- _Information provided_
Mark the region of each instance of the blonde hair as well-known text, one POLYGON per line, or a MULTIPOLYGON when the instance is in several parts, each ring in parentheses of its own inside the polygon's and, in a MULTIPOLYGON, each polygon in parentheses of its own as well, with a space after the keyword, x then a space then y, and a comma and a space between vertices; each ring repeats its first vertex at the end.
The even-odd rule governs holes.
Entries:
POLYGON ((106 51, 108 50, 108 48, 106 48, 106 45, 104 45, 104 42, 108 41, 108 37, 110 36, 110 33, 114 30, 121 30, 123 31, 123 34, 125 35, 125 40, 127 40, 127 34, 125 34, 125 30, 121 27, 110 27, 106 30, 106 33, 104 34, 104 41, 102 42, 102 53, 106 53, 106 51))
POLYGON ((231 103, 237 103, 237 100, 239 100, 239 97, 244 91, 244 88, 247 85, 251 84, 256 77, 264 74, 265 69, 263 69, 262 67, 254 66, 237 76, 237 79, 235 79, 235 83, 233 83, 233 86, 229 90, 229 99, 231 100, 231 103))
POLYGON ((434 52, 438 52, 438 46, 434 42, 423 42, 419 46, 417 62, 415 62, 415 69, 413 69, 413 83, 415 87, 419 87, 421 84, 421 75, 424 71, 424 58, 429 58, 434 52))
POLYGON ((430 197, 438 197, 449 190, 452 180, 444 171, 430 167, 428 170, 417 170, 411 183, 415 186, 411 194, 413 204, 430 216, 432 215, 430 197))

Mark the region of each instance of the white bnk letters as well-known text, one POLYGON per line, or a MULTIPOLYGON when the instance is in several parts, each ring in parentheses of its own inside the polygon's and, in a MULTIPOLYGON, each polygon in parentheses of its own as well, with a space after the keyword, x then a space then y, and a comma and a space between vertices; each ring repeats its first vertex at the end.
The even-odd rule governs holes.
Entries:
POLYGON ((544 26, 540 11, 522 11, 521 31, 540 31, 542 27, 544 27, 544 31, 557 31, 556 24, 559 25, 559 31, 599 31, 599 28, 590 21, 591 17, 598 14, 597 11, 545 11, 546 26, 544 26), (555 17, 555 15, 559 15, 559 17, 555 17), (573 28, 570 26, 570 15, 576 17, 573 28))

- _Goal of the exercise_
Turn every line of the items above into a numbered list, omitting any blank lines.

- _Problem solution_
1. Mark the region of each instance of the blonde hair as well-known text, one POLYGON per line, or a MULTIPOLYGON when the instance is in several parts, each ring in parentheses of its own inside the polygon's and, in a MULTIPOLYGON, each polygon in parentheses of its own as well, with a space after the keyword, x then a space then y, and a comma and a space between vertices; each ring repeats its first vertex at the end.
2. The even-odd rule governs holes.
3. Entries:
4. POLYGON ((106 51, 108 50, 108 48, 106 48, 106 45, 104 45, 104 42, 108 41, 108 37, 110 36, 110 33, 114 30, 121 30, 123 31, 123 34, 125 35, 125 40, 127 40, 127 34, 125 34, 125 30, 121 27, 110 27, 106 30, 106 33, 104 34, 104 41, 102 42, 102 53, 106 53, 106 51))
5. POLYGON ((231 103, 237 103, 237 100, 239 100, 239 97, 244 91, 244 88, 247 85, 251 84, 256 77, 264 74, 265 69, 263 69, 262 67, 254 66, 237 76, 237 79, 235 79, 235 83, 233 83, 233 86, 229 90, 229 99, 231 100, 231 103))
6. POLYGON ((434 52, 438 52, 438 46, 434 42, 423 42, 419 46, 417 62, 415 62, 415 69, 413 69, 413 83, 415 87, 419 87, 421 84, 421 75, 424 71, 424 58, 429 58, 434 52))
7. POLYGON ((430 197, 438 197, 449 190, 452 180, 444 171, 430 167, 428 170, 417 170, 411 183, 415 186, 411 194, 413 204, 430 216, 432 215, 430 197))
8. Mark the region of each instance of the white bnk letters as well-known text, one POLYGON per line, or a MULTIPOLYGON when the instance is in several parts, each ring in parentheses of its own inside the polygon's and, in a MULTIPOLYGON, each polygon in parentheses of its own as well, with a space after the keyword, x then a space then y, and a comma and a space between vertices; each ring repeats its first vertex at the end.
9. The even-odd rule governs holes.
10. Entries:
11. POLYGON ((544 26, 540 11, 522 11, 521 31, 540 31, 542 27, 544 27, 544 31, 557 31, 556 24, 559 25, 559 31, 599 31, 599 28, 590 21, 591 17, 598 14, 597 11, 545 11, 546 26, 544 26), (555 17, 555 15, 559 15, 559 17, 555 17), (573 28, 570 26, 570 15, 576 17, 573 28))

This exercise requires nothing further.